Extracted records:

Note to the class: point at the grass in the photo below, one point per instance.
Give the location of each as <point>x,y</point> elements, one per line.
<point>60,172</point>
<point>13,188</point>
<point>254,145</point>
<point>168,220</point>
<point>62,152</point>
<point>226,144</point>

Exercise requirements:
Render the listing above as a two-column CSV with the headers input and output. Put each text and its answer on one row, each in a single quoted field, with line breaks converted to spaces.

Response to this exercise:
input,output
"Note to the class: point at the grass in the photo below, one point per instance. Give the location of each as <point>x,y</point> elements, one per line.","<point>60,172</point> <point>13,188</point> <point>254,145</point> <point>168,220</point> <point>62,152</point> <point>226,144</point>"